| HN Mirror

Y	Hacker News new \| ask \| show \| jobs

by wat10000 531 days ago

Sometimes they’re engineered and tested for a certain scale.

More often they’re engineered and tested for an arbitrary scale. The limits aren’t considered, behavior at the edges isn’t accounted for, and it’s assumed it will be good enough for real world inputs.

The use of `int` tends to be a dead giveaway. There are some cases where it’s clearly correct: where the spec says so (like argv), where you’re starting from a smaller type and it’s impossible for the calculations to overflow in an int (like adding two uint8), that sort of thing. And there are cases where it’s subtly correct, because you know the range of the value is sufficiently limited, either by mechanics or by spec.

But most of the time, int gets chosen because it’s the apparent default and it’s easy to type. No analysis has been done to see if it’s correct or if you want to declare your code to only support inputs in a certain range.

It’s really clear if you’ve written a binary search (or anything else that works on general arrays) in C and you use int as the index type. There’s pretty much no scenario where that makes sense. In theory you could analyze the entire program and prove that over-large arrays are never passed in, and keep doing it to make sure it stays that way, but that’s not realistic. If the programmer actually took one second to think about the appropriate data types, they’d use size_t rather than int.

You can still have this bug with size_t, of course. But it won’t be “this falls apart with arrays over 1G elements on 64-bit systems that can easily handle them.” If you declare that you wrote the obvious midpoint calculation with size_t because you didn’t intend to support byte arrays larger than half the address space, it’s at least plausible.

1 comments

tehjoker 531 days ago

i write c++, but i had to teach myself and always wondered why others use imprecise types. portability is one possibility, but then you can't know if your datastructure will break for a given input

link

wat10000 531 days ago

History and tradition at this point. Bit-sized integers and the other “meaningful” integer types like size_t weren’t added to the languages themselves until C99 and C++11. A lot of us learned those languages before that, and lots of code still exists from that time, or at least code bases that have evolved from that time.

I think it actually comes from the opposite of portability. Access to different kinds of systems wasn’t common then. If you were learning and working on a system where int is 32 bits and pointers are 32 bits, and other possibilities are just vague mentions in whatever books you’re learning from, it’s very easy to get into the habit of thinking that int is the right type for a 32-bit quantity and for something that can hold a pointer.

Short exercise 1
Render the records below as a Markdown table with the columns "Row" and "Line", from the line containing "Someone asked me to find the snow-covered" through the last line of the records, both included. Number each row and leave out blank lines.

Input
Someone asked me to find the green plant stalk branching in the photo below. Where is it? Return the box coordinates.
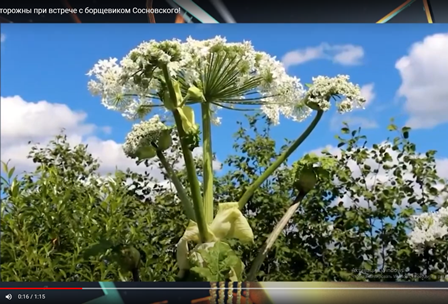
[162,65,209,243]
[247,193,304,282]
[157,150,196,221]
[238,110,324,209]
[201,103,213,224]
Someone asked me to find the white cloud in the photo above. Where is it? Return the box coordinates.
[330,83,378,130]
[395,33,448,129]
[1,96,220,178]
[282,43,364,68]
[361,83,376,107]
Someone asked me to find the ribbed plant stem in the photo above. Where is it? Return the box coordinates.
[238,111,324,209]
[161,65,209,243]
[201,103,213,224]
[157,150,196,221]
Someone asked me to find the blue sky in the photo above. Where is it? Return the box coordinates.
[1,24,448,180]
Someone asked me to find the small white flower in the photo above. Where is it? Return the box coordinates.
[408,208,448,254]
[307,75,365,113]
[123,115,168,158]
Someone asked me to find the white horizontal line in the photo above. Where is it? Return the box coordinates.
[82,287,448,290]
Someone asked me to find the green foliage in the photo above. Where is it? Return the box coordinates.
[0,135,186,281]
[0,116,448,281]
[190,242,243,282]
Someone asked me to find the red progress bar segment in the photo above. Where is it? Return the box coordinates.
[0,287,82,290]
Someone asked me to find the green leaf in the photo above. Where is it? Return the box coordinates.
[84,240,114,259]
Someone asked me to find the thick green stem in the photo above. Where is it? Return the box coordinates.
[173,110,209,243]
[238,111,324,209]
[157,151,196,221]
[162,65,209,243]
[201,103,213,224]
[247,194,303,282]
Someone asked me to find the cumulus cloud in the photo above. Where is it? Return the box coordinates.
[395,33,448,129]
[361,83,376,107]
[330,83,378,130]
[282,43,364,68]
[1,96,220,178]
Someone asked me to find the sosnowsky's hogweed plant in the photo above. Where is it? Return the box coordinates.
[88,37,365,282]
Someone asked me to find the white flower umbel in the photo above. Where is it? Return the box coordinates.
[123,115,169,159]
[88,36,311,124]
[409,208,448,254]
[307,75,366,113]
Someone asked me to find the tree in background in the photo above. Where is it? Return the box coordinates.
[0,116,448,281]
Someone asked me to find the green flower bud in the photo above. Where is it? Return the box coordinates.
[294,165,317,195]
[163,80,183,111]
[178,106,199,134]
[187,85,205,102]
[123,115,171,161]
[157,130,173,151]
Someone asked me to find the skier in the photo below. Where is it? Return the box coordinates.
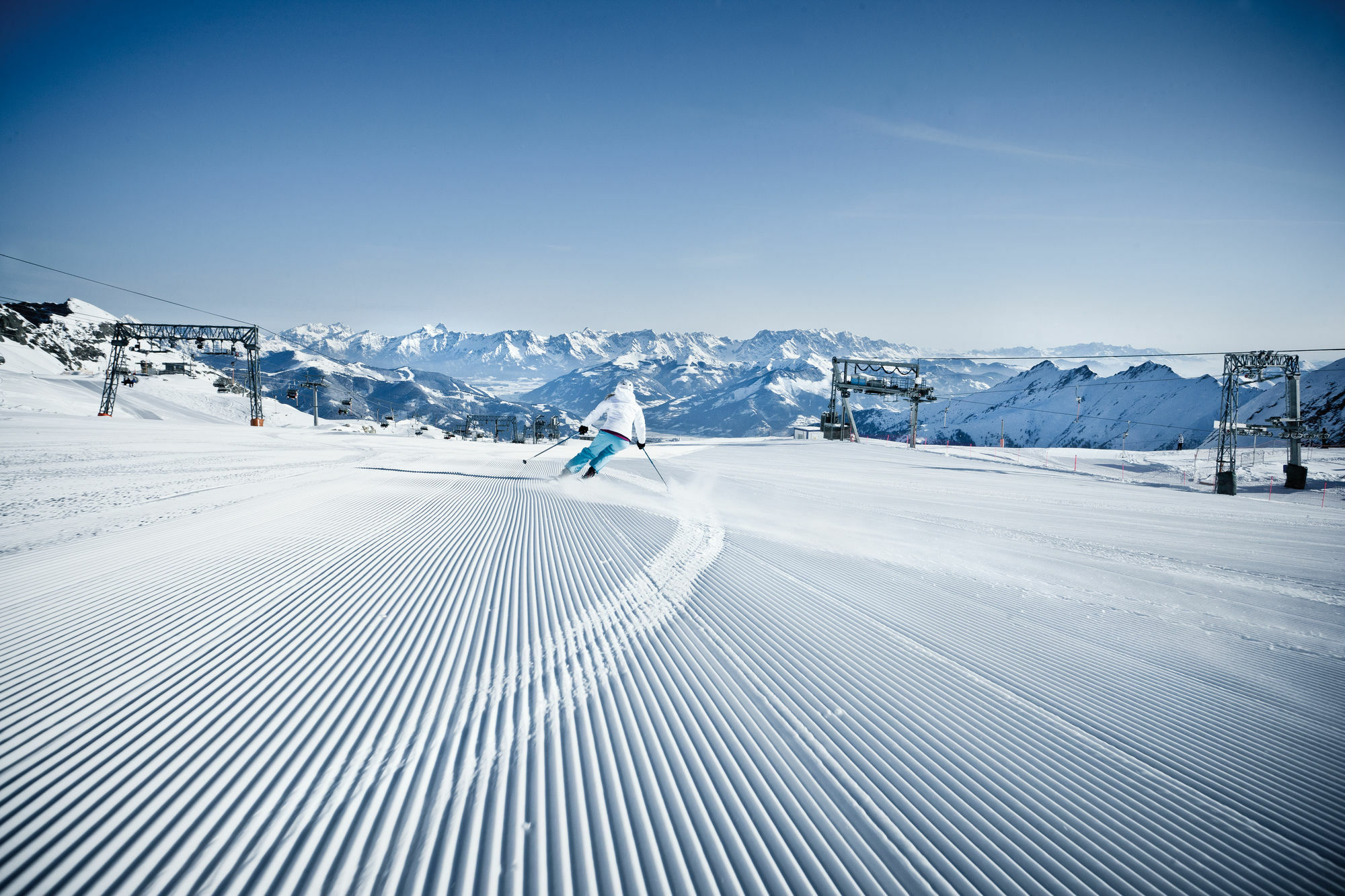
[561,379,644,479]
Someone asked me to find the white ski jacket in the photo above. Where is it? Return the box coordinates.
[584,382,644,441]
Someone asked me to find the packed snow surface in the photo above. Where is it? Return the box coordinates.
[0,414,1345,893]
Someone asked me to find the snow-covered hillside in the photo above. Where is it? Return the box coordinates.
[0,414,1345,895]
[855,360,1345,450]
[0,298,565,429]
[1240,358,1345,445]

Short exercise 2
In the thread about choosing integer types in C, which language standards first added bit-sized integers and types like size_t to the languages themselves?

Correct answer 1
| Row | Line |
|---|---|
| 1 | Someone asked me to find the snow-covered hillside in the photo above. Where is it? Return the box coordinates. |
| 2 | [0,414,1345,895] |
| 3 | [855,360,1345,450] |
| 4 | [0,298,565,429] |
| 5 | [1240,358,1345,445] |

Correct answer 2
C99 and C++11.